◆ **ASSIGNED TASK**
Reproduce everything from "The bill DOES" down to "for somebody else." in the passage on the foreign universities bill, word for word.

------ PROVIDED PASSAGE

Ideally, I would have liked to go through each miracle and point out the fallacy. But I need to make sure my readers don’t runaway. I will try to be as brief as possible (you see, the important phrase is “as brief as possible” ;-)).
The ministry states that removing FDI caps will lead to the setting up of more than 800 universities and 35,000 colleges. It’s only a fool who relies purely on numbers to assess the quality of anything, forget education. You don’t argue that Sachin is the best simply because he scored more than 80 tons. Some things transcend numbers. Simply increasing the number of colleges WILL NOT RESULT IN EQUITABLE ACCESS. For example, almost one-third of engineering seats in Tamil Nadu were left unfilled because the fees were unaffordable. That is more than 31,000 seats.(Ref:http://www.indiastudychannel.com/resources/80883-VACANT-OF-ENGG-SEATS-IN-TN-s-PVT-COLLEGES.aspx)
The bill DOES NOT have any provisions to regulate the fees of these foreign guests. Nor does it have the power over the courses offered. Another illusion is with respect to quality itself. It has been the case with the Indian mindset that anything western is inherently of better quality. Simply importing the western education system into our country will not improve the quality. Education is something which represents the culture of the land as well. Education is something which is tailored to suit the needs of the society. One can’t wear a trouser stitched for somebody else.
The proposed bill also speaks of an increase in the salary to the teachers. Good news. And an even better news: We are going to kill the IITs/IIMs. The salaries paid to faculty in the foreign universities will lure away all (almost) the faculty from the prestigious institutions of our country. Who would want to work as a professor for a paltry 70,000/- when they are offered 2,00,000/- elsewhere?? (Hey, those figures are per month.) One could argue that the government might consider increasing the salary in IITs as well. Remember that this will mean the government will be forced to engage in a wage-war with MNCs using taxpayers’ money.

------------
------ SUPPLIED ENTRIES

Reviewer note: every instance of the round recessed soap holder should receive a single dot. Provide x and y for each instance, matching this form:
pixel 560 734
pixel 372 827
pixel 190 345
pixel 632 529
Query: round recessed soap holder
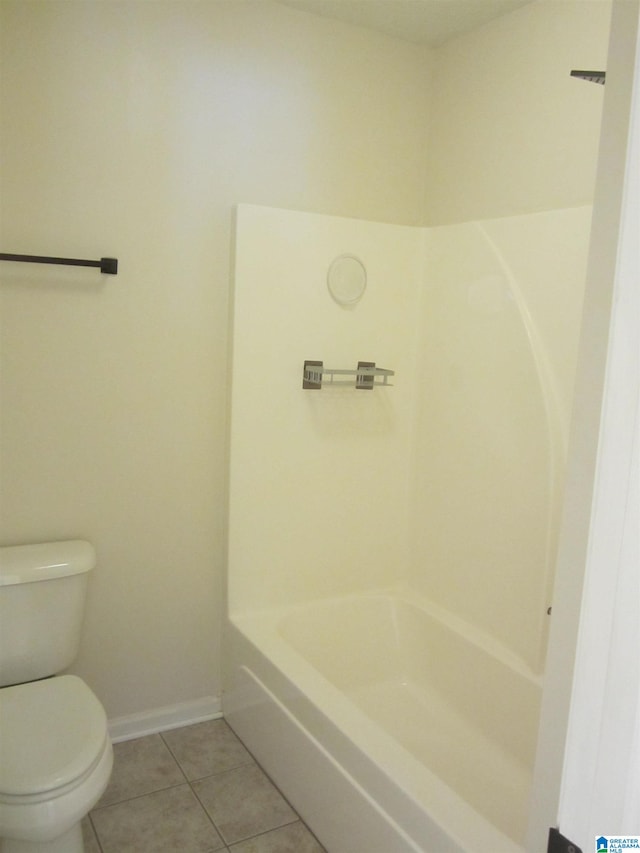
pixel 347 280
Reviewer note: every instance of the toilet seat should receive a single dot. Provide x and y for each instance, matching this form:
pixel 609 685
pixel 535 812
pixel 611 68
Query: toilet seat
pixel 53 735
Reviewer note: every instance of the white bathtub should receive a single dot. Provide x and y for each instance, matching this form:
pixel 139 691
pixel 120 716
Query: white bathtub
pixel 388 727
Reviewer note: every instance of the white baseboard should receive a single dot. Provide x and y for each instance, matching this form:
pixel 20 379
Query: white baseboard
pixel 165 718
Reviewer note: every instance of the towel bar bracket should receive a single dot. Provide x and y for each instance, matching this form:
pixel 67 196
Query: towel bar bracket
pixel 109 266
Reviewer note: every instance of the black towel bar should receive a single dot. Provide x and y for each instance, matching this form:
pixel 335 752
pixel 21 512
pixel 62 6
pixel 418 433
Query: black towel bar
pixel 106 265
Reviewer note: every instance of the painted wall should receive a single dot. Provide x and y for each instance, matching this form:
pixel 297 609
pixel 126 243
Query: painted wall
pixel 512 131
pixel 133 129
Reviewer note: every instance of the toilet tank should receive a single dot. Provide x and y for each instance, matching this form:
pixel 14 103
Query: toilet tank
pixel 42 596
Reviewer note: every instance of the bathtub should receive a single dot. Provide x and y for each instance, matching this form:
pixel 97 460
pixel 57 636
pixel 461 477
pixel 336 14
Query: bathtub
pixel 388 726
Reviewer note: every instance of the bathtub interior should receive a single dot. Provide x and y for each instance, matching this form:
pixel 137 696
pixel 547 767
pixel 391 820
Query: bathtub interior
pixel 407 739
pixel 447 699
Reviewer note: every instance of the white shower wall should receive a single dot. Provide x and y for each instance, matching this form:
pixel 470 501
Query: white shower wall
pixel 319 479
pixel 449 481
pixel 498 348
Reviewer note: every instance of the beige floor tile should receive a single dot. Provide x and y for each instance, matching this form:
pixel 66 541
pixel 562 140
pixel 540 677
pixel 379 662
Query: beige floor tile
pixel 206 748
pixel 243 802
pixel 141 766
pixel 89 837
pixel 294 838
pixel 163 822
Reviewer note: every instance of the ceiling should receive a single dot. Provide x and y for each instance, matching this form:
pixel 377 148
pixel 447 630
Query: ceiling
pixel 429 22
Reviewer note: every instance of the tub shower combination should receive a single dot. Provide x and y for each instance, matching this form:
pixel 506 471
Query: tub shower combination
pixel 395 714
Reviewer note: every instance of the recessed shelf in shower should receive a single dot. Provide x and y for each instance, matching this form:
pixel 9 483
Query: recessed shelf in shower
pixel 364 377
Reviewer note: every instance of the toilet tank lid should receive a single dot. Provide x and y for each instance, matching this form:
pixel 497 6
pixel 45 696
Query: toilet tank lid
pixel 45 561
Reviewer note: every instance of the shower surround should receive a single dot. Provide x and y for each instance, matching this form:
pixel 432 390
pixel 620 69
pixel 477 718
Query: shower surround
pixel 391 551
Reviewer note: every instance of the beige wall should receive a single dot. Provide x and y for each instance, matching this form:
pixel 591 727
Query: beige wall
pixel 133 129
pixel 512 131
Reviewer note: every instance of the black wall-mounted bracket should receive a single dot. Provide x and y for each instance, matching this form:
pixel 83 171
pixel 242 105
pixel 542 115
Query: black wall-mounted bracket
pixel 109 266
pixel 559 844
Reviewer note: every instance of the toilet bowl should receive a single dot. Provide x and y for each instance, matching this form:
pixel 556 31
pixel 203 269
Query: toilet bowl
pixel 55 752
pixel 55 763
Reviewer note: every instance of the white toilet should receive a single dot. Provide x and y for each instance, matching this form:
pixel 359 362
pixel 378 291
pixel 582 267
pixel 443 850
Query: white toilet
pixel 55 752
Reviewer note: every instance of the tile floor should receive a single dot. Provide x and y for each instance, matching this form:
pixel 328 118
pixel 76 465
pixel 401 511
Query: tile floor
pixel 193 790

------------
------ SUPPLIED ENTRIES

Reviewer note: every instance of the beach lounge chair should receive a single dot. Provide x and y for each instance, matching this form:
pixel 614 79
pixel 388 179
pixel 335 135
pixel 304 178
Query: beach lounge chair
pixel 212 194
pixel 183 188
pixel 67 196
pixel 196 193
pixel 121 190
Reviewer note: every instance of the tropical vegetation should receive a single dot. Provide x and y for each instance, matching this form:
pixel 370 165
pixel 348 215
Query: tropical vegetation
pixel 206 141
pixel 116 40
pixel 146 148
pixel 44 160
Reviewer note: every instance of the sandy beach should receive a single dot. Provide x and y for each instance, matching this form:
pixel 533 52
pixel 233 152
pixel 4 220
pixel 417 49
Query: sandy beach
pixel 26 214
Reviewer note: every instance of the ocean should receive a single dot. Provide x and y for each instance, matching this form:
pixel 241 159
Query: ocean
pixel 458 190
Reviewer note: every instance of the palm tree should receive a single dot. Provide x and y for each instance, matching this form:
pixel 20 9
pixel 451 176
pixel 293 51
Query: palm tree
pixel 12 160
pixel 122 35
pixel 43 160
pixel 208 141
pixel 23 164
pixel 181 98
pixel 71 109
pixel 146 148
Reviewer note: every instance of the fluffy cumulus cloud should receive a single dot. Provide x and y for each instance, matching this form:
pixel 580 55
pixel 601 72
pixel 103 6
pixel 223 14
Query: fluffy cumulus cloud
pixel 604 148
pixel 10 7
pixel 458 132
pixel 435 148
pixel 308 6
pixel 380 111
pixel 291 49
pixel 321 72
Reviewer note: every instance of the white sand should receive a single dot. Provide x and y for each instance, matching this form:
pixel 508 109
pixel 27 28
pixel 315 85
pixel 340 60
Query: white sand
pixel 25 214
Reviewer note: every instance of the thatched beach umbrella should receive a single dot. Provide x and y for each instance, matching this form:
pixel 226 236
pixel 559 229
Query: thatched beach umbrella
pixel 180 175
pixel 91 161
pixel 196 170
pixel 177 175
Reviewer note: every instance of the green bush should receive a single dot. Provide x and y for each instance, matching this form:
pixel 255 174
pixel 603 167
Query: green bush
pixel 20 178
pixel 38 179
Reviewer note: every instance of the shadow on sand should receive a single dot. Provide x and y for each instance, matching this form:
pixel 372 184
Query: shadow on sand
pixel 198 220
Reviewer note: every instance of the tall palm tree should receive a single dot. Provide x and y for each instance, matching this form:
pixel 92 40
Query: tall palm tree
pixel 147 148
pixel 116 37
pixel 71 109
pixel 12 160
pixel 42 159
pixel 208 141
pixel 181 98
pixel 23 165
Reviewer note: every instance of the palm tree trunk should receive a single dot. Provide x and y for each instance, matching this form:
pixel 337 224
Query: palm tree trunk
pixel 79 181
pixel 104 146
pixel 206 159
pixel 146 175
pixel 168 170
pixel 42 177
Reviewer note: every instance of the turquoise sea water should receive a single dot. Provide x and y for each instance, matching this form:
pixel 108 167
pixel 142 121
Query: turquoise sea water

------------

◆ **SOLUTION**
The bill DOES NOT have any provisions to regulate the fees of these foreign guests. Nor does it have the power over the courses offered. Another illusion is with respect to quality itself. It has been the case with the Indian mindset that anything western is inherently of better quality. Simply importing the western education system into our country will not improve the quality. Education is something which represents the culture of the land as well. Education is something which is tailored to suit the needs of the society. One can’t wear a trouser stitched for somebody else.